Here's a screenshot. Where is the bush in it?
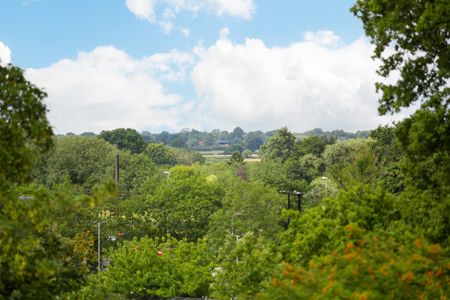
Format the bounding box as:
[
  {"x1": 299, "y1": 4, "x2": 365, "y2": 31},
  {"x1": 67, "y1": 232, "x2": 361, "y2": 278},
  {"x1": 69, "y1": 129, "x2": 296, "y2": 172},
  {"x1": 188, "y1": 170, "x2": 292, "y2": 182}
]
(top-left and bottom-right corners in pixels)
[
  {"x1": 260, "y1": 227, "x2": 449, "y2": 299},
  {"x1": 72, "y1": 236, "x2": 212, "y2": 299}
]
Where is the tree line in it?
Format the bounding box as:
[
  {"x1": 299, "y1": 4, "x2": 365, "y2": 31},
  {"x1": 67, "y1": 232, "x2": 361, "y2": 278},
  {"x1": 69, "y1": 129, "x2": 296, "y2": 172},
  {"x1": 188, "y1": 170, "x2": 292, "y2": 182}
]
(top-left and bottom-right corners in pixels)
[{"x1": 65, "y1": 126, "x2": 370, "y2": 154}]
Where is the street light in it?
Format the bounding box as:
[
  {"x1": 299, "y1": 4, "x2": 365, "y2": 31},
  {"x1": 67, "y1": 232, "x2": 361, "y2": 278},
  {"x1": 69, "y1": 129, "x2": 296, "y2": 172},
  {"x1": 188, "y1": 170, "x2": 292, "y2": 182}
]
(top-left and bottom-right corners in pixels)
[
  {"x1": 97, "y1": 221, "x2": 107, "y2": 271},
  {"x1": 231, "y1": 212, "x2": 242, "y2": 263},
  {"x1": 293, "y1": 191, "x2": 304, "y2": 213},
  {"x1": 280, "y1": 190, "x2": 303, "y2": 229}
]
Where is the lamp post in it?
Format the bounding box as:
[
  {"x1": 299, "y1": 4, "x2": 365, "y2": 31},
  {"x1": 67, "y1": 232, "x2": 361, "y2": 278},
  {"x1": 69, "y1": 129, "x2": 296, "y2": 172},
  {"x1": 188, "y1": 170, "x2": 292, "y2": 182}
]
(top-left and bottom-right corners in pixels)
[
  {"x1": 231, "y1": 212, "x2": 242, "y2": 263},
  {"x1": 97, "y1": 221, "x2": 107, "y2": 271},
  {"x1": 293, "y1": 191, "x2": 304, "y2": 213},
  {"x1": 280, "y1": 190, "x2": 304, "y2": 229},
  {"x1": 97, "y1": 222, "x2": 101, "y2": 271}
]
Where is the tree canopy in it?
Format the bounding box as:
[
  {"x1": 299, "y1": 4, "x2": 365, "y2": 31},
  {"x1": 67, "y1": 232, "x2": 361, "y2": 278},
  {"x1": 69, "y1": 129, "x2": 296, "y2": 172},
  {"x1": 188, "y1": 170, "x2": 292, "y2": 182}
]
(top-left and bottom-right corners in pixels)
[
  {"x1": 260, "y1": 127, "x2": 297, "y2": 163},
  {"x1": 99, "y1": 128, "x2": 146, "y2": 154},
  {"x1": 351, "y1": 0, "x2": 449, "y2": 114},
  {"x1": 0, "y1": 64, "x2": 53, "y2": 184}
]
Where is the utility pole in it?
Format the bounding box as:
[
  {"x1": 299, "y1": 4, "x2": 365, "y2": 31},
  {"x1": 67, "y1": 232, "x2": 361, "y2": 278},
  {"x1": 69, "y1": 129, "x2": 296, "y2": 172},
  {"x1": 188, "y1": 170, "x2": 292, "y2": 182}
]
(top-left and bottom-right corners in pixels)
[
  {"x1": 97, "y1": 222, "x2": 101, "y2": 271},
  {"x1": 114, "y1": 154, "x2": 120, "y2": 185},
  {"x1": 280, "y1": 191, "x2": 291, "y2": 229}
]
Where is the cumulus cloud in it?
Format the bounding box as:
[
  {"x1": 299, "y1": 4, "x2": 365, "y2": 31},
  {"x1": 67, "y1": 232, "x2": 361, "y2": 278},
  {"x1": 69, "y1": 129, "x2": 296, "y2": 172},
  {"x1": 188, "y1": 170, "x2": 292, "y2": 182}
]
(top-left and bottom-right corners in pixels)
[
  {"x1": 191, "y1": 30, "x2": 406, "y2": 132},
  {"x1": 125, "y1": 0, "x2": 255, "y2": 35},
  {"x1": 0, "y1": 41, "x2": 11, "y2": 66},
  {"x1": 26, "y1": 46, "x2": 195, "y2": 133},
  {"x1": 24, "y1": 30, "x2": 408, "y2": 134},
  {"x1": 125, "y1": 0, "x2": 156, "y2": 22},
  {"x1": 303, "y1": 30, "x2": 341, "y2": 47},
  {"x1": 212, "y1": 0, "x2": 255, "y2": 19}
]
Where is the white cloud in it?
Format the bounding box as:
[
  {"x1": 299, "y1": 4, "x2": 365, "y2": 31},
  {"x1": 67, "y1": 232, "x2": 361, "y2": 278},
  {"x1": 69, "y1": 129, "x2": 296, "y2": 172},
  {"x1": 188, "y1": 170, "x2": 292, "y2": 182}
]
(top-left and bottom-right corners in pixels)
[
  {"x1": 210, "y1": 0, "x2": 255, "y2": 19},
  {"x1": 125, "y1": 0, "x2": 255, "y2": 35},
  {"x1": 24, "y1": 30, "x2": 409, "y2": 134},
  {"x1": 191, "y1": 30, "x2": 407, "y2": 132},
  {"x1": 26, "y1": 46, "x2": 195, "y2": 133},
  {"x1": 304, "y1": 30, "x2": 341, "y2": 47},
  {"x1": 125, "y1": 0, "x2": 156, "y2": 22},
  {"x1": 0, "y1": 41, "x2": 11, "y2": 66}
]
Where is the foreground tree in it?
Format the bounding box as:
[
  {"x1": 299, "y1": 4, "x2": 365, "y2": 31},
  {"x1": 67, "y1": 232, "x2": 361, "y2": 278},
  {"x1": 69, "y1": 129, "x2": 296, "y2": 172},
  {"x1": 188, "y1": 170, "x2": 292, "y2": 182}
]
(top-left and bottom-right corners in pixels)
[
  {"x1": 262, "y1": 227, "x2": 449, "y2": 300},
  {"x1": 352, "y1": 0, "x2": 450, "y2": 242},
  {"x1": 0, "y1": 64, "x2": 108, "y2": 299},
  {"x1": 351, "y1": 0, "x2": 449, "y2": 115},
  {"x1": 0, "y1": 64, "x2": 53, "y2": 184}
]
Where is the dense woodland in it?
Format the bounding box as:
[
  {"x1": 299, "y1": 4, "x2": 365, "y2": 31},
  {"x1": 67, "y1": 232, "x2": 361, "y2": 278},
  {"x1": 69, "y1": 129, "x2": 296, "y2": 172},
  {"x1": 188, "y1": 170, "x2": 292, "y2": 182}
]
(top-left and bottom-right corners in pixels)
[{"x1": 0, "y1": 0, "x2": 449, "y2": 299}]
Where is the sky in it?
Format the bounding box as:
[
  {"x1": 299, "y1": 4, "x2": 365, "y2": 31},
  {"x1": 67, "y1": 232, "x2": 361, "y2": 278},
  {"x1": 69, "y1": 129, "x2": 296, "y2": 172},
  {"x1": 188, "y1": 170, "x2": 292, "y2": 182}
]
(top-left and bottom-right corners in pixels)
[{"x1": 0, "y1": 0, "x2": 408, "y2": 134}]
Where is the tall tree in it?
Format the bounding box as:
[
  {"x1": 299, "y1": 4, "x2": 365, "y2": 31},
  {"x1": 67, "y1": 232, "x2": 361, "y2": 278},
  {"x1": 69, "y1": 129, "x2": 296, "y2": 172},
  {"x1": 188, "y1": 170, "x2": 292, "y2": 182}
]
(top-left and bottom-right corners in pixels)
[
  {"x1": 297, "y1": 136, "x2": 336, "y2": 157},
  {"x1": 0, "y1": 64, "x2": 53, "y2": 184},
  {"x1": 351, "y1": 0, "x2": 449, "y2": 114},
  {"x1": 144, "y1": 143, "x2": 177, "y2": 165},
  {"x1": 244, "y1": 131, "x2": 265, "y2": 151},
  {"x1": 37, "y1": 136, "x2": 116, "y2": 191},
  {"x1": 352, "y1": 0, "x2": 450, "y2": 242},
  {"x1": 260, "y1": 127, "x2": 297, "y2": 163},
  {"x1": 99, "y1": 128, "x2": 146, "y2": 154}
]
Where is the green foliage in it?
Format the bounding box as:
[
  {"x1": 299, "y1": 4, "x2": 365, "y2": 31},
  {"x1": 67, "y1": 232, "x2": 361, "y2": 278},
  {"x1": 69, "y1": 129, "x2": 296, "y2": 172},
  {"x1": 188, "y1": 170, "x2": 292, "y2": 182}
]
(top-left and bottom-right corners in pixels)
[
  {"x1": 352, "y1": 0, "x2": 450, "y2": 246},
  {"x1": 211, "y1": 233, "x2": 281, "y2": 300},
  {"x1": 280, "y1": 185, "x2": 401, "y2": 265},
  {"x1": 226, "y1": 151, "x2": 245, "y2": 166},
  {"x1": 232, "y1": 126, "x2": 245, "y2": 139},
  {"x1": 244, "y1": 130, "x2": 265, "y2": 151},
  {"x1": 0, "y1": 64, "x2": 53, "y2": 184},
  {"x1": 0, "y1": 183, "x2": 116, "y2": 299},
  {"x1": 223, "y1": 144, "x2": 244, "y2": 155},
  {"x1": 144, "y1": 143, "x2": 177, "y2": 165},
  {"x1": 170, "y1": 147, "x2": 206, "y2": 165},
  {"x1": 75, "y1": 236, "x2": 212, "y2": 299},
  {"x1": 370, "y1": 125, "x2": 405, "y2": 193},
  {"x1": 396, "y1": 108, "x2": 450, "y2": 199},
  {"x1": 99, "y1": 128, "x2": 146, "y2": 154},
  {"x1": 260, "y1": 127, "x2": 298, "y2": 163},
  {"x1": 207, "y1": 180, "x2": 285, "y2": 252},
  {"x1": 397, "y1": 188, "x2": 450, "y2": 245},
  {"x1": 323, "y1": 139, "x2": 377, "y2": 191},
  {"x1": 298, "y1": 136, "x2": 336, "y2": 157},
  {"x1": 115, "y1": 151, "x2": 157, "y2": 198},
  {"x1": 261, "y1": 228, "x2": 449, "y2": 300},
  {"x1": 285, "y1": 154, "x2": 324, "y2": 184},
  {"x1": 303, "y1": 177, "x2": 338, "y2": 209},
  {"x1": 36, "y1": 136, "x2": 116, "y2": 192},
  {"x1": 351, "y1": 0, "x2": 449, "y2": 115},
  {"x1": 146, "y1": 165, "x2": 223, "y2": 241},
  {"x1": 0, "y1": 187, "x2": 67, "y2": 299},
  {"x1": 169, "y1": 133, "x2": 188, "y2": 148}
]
● ● ● ● ● ● ●
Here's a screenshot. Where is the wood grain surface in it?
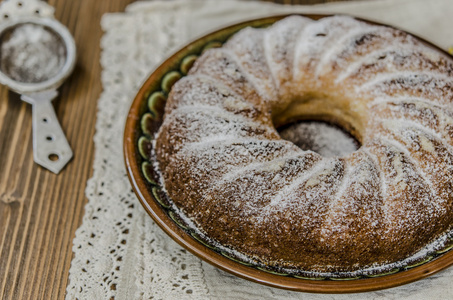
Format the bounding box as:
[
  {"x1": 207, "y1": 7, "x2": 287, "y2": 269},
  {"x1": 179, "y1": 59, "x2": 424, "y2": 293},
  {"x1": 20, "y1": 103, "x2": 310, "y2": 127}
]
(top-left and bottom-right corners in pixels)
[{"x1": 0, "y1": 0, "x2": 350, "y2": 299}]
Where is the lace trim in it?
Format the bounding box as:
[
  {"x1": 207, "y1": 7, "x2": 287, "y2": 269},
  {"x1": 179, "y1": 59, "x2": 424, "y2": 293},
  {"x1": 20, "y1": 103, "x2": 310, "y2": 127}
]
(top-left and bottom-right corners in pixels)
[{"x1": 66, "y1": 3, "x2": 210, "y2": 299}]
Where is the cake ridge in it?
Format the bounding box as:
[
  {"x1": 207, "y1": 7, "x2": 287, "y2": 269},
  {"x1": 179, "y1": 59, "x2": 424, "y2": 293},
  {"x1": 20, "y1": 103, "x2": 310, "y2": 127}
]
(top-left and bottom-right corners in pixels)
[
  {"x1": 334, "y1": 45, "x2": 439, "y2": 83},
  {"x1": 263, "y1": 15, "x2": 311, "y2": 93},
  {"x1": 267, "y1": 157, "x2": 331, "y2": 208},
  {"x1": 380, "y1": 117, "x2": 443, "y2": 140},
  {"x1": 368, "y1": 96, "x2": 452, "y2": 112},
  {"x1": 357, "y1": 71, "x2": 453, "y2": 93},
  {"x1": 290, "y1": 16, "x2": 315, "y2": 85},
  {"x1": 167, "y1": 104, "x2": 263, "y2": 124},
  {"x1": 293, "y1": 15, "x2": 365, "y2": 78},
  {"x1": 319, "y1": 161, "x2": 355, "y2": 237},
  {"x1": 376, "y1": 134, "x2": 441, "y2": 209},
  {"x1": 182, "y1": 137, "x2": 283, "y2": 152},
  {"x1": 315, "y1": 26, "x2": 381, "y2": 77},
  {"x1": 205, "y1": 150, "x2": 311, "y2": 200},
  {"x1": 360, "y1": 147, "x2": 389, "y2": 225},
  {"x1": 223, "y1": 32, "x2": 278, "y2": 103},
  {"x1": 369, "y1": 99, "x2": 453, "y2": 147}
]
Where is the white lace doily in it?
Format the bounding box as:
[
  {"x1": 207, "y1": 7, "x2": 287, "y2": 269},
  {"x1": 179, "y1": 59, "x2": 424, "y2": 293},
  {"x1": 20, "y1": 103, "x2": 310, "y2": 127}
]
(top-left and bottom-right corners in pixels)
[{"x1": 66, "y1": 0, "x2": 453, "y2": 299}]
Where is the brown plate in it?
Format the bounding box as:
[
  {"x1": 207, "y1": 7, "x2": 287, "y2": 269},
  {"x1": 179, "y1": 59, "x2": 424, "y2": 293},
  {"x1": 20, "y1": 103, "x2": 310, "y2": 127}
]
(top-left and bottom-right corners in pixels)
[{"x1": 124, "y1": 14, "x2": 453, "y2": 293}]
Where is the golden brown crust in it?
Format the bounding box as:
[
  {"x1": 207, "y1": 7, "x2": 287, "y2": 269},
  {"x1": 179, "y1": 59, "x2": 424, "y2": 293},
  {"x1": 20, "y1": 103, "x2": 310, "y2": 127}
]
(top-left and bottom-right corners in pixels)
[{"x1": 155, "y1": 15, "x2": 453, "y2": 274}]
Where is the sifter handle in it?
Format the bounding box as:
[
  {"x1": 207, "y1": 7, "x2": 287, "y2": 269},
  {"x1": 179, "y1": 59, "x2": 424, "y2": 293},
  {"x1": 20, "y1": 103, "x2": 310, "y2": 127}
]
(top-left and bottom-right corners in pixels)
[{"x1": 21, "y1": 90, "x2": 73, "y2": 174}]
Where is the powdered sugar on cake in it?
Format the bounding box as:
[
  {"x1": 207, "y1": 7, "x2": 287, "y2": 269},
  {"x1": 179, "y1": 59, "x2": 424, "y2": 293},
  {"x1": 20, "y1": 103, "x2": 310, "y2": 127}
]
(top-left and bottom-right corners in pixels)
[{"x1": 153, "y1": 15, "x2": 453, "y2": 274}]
● ● ● ● ● ● ●
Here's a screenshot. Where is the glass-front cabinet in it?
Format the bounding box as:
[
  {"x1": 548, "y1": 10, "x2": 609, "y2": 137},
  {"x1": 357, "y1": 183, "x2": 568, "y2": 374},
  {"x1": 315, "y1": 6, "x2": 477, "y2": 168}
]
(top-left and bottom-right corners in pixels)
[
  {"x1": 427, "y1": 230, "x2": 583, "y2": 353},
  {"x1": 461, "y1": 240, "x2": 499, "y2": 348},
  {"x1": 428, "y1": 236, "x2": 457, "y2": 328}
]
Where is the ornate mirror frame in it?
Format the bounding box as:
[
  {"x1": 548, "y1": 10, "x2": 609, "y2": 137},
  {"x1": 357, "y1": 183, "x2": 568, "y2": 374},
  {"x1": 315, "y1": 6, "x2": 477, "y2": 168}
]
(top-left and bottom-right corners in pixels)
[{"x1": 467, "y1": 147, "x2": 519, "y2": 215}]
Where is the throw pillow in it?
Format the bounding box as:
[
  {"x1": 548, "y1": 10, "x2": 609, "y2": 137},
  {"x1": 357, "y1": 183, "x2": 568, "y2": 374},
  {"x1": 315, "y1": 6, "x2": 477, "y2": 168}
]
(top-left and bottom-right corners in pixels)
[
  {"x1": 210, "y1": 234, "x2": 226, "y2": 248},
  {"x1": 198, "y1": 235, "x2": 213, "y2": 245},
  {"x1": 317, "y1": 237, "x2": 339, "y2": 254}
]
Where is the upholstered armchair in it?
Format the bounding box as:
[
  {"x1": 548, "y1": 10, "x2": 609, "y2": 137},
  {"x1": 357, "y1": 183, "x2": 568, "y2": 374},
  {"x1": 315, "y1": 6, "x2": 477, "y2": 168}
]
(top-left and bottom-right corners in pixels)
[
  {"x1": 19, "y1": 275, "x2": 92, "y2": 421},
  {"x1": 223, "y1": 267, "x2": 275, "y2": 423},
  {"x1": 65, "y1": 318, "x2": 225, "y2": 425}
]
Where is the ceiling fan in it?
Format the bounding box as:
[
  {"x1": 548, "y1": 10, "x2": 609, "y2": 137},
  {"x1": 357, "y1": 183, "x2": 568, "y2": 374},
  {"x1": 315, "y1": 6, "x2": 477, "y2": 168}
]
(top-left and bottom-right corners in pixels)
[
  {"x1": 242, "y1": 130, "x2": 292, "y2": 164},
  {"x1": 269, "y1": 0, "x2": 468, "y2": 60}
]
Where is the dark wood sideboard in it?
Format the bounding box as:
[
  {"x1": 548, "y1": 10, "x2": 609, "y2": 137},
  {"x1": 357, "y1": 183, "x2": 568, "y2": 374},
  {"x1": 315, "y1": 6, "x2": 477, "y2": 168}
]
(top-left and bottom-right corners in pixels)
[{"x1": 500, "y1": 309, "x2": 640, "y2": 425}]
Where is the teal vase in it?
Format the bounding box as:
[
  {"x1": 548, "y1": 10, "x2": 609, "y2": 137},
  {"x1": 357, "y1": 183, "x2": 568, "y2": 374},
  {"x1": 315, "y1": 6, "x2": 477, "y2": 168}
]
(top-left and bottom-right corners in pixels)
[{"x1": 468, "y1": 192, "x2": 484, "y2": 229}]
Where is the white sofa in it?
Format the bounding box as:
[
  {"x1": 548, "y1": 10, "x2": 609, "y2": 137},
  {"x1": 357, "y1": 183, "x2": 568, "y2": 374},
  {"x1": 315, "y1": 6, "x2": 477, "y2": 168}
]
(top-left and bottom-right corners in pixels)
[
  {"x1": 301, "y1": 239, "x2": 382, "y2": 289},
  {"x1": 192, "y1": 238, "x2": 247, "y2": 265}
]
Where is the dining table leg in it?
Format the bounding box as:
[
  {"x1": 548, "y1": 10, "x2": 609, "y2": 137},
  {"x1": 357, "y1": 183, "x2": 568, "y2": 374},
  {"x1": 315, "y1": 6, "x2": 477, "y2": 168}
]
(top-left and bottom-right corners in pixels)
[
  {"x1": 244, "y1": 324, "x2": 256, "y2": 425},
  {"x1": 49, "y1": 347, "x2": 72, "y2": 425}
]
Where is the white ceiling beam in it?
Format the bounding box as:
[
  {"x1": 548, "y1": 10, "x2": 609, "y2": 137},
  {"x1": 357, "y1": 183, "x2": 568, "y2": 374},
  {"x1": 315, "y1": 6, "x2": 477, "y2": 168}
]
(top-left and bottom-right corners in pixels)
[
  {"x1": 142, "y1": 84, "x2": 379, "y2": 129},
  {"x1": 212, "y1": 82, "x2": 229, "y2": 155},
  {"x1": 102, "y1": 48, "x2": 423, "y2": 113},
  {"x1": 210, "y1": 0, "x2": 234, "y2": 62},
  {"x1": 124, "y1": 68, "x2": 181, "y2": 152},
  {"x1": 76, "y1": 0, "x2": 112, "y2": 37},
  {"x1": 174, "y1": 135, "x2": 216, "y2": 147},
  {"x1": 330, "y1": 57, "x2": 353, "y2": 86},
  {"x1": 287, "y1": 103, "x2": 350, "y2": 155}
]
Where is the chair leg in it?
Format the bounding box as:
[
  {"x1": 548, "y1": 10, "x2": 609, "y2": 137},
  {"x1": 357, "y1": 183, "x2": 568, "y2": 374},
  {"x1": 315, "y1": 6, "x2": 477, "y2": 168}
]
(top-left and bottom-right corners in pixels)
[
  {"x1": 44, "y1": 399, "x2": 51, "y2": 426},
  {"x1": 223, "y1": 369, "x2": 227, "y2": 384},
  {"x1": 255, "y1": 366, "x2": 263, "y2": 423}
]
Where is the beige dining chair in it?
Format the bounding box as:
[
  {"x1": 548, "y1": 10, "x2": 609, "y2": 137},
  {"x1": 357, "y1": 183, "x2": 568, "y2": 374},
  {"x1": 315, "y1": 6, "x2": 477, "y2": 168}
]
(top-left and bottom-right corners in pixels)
● ● ● ● ● ● ●
- [Exercise brief]:
All lines of the data above that include the word "white" must be shown.

- [Answer to this exercise]:
Where is the white cloud in it?
Where is the white lace doily in it?
Where is the white sofa in it?
Where is the white ceiling beam in it?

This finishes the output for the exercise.